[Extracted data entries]
________________________

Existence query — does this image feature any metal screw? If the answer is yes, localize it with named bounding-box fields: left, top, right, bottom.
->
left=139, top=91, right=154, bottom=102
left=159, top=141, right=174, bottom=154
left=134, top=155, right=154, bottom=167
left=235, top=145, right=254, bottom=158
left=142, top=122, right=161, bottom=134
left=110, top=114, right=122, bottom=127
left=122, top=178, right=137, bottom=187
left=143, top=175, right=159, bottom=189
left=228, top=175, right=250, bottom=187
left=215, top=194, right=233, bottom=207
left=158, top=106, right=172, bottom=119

________________________

• Exercise directions:
Can you rewrite every line of the records above as a JSON list of strings, one string per line, with blank lines left out?

• Response:
[
  "Existence query — does this image feature any metal screw? If the answer is yes, localize it with named bounding-box fields: left, top, right, bottom.",
  "->",
  "left=139, top=91, right=154, bottom=102",
  "left=159, top=141, right=174, bottom=154",
  "left=134, top=155, right=154, bottom=167",
  "left=235, top=145, right=254, bottom=158",
  "left=142, top=122, right=161, bottom=134",
  "left=110, top=114, right=122, bottom=127",
  "left=122, top=178, right=137, bottom=187",
  "left=143, top=175, right=159, bottom=189",
  "left=228, top=175, right=250, bottom=187",
  "left=215, top=194, right=233, bottom=207",
  "left=158, top=106, right=172, bottom=119"
]